→ Requirement
From the listing below, copy every line with the word "woman".

========================================================================

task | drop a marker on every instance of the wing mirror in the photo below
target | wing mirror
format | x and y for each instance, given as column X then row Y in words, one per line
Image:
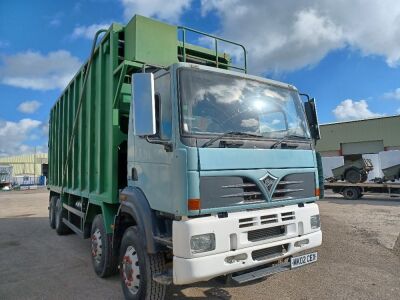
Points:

========================================================================

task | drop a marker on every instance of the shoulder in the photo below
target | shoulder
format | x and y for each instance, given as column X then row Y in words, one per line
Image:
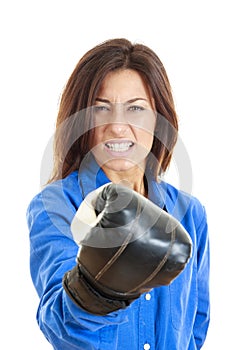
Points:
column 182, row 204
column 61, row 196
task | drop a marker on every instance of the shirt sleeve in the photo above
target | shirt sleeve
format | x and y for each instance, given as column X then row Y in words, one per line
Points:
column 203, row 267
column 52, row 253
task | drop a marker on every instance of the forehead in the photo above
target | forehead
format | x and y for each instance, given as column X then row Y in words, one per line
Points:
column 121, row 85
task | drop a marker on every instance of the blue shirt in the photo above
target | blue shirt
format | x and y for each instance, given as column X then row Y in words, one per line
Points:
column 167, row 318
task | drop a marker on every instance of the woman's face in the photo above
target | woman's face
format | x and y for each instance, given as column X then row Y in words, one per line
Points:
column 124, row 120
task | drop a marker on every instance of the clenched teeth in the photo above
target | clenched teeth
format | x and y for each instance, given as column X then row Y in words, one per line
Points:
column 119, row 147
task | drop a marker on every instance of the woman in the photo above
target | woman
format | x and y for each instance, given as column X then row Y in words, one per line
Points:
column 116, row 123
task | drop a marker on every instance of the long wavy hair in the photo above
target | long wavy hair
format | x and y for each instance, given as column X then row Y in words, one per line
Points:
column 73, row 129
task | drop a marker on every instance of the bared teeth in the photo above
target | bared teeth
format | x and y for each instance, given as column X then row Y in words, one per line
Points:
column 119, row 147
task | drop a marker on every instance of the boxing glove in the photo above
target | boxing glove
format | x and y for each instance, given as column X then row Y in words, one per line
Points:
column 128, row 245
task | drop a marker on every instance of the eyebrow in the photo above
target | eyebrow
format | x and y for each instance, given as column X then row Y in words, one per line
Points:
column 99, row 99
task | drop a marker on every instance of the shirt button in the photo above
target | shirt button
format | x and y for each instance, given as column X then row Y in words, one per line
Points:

========================================================================

→ Output for this task
task | drop a marker on every instance of the woman's face in the photo above
target | woman's face
task | drop a marker on every instance of the woman in the photo above
target | woman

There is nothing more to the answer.